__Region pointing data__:
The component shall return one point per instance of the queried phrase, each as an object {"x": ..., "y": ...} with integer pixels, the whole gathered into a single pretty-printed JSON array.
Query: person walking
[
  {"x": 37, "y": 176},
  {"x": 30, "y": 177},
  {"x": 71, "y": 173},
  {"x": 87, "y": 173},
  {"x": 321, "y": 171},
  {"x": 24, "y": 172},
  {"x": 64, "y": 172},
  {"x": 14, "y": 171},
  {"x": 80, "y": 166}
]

__Task item__: Restate the entries above, keeping every word intact.

__Task response__:
The component shall return one point per instance of the queried phrase, each as an object {"x": ..., "y": ...} with integer pixels, the whole gathered into a single pretty-printed JSON array.
Query: person walking
[
  {"x": 37, "y": 176},
  {"x": 30, "y": 177},
  {"x": 71, "y": 173},
  {"x": 87, "y": 173},
  {"x": 321, "y": 171},
  {"x": 24, "y": 172},
  {"x": 64, "y": 172},
  {"x": 14, "y": 171},
  {"x": 80, "y": 166}
]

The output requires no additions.